What you are asked to do | Write each line out exactly, leaving none out.

Information provided |
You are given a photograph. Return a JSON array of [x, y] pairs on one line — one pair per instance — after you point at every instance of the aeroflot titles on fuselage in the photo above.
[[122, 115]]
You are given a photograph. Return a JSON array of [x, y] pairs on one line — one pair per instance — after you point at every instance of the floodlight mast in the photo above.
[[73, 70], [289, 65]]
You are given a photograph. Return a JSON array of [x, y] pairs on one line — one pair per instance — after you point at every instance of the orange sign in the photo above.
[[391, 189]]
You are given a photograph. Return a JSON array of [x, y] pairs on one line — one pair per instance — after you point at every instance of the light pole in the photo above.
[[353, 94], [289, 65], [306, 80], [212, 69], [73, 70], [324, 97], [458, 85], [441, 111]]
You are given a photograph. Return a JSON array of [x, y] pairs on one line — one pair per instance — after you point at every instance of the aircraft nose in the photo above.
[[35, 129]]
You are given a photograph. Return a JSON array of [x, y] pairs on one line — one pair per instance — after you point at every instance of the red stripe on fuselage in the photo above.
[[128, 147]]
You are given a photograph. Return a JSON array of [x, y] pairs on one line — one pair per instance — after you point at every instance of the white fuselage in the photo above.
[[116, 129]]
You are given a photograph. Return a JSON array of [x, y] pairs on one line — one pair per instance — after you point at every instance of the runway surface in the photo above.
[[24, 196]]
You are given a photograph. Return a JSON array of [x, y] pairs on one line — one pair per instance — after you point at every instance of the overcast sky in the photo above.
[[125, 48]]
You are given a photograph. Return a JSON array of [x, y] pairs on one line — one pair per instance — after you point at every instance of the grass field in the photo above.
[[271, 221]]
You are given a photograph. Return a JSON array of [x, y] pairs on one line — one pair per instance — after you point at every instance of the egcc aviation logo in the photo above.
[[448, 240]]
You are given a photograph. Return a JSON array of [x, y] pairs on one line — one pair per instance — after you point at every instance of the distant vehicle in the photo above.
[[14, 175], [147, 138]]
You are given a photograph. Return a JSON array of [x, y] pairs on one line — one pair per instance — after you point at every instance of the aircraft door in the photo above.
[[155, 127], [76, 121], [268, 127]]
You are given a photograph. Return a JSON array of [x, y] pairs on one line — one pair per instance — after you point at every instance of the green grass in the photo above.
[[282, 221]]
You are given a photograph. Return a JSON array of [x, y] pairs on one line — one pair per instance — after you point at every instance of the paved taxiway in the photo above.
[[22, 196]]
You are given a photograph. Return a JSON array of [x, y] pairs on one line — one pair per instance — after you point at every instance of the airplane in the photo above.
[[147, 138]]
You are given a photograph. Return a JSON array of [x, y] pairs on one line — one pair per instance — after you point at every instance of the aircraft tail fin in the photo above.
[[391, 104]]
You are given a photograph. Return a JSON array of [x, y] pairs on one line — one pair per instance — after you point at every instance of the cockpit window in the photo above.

Complete answer |
You are given a photograph. Return a JSON array of [x, y] pairs on one line — one pair per instance — after you point at every instance of the aeroflot titles on fuselage in the photo above.
[[122, 115]]
You are given a photograph. Return a JSON array of [x, y] pairs on one line — one pair per instance — after you point at every instance of the floodlight mast in the photo above.
[[73, 70], [289, 65]]
You are given a photograph. Return a JSON array of [x, y] pairs on one line — one pair per instance — after you point at every instance of the orange sign in the photo above.
[[391, 189]]
You are given a photograph. Return a JSON array of [x, y] pairs on one line — one pair per instance — after you point at every instance of the light pole in the photo above.
[[353, 94], [289, 65], [306, 80], [212, 69], [73, 70], [324, 97], [458, 85], [441, 111]]
You are given a photograph. Return a JSON array of [x, y] pairs on one line — one pair per instance — after you point at every instance of the aircraft nose in the photo above.
[[35, 129]]
You are given a photograph. Return a JSON array of [x, y] pairs on one line — one pair per instance — after you point at every instance of the red stripe on fuselage in the photo above.
[[128, 147]]
You are given a photograph. Return a JSON array of [x, y] pairs on one line — one pair per instance — after you point at every instance of the white fuselage in the photo above.
[[116, 129]]
You are given a photograph. Return a JSON array of [x, y] pairs on one line — one pair per instance — after you point at every instance of the runway surface in the photo above.
[[24, 196]]
You are given a photograph. Return a JSON array of [x, y] pairs on one line — one pair per instance — after you point at every instance of the overcast sky in the photo above.
[[125, 48]]
You are given a photograph. Return a JSON array of [x, y] pairs on one line — one pair per instance — after you point at every instance of the grass field in the photo above.
[[271, 221]]
You are given a photograph. Return a JSON array of [x, y] pairs on one line — one pair per instance — after you point at every instance of the egcc aviation logo in the photo above.
[[448, 240]]
You are given a photograph. Return a JSON array of [x, y] pairs on one line — one pair per instance — after you point at every instance of the distant vehicle in the photo above.
[[14, 175], [147, 138]]
You are given a photograph. Return a JSON array of [x, y] pairs on one line — one pair per instance — after you point at every instance of the aircraft door in the photo above.
[[155, 127], [76, 121], [268, 127]]
You are given a photograph. Return a JSON array of [x, y] pairs on one line — one pair per instance — after you point at every instance of the green grass in the photo above.
[[282, 221]]
You are given a photograph. Return a JSON array of [x, y] pairs on one line — one pair per instance — after you point at every instance of the paved taxiway in the photo above.
[[22, 196]]
You are given a photograph. Return a JSON array of [x, y] pairs on one line — one pair per instance — after you point at every instance of the airplane in the photo above.
[[147, 138]]
You are given a photograph. Return a JSON array of [x, y] pairs on one line — one pair per instance — after you point at every instance of the aircraft tail fin in the photo above.
[[391, 104]]
You are given a photograph. Return a JSON array of [x, y] pairs on one line — one pair per instance — after you point at every instance of the cockpit window in the photo above.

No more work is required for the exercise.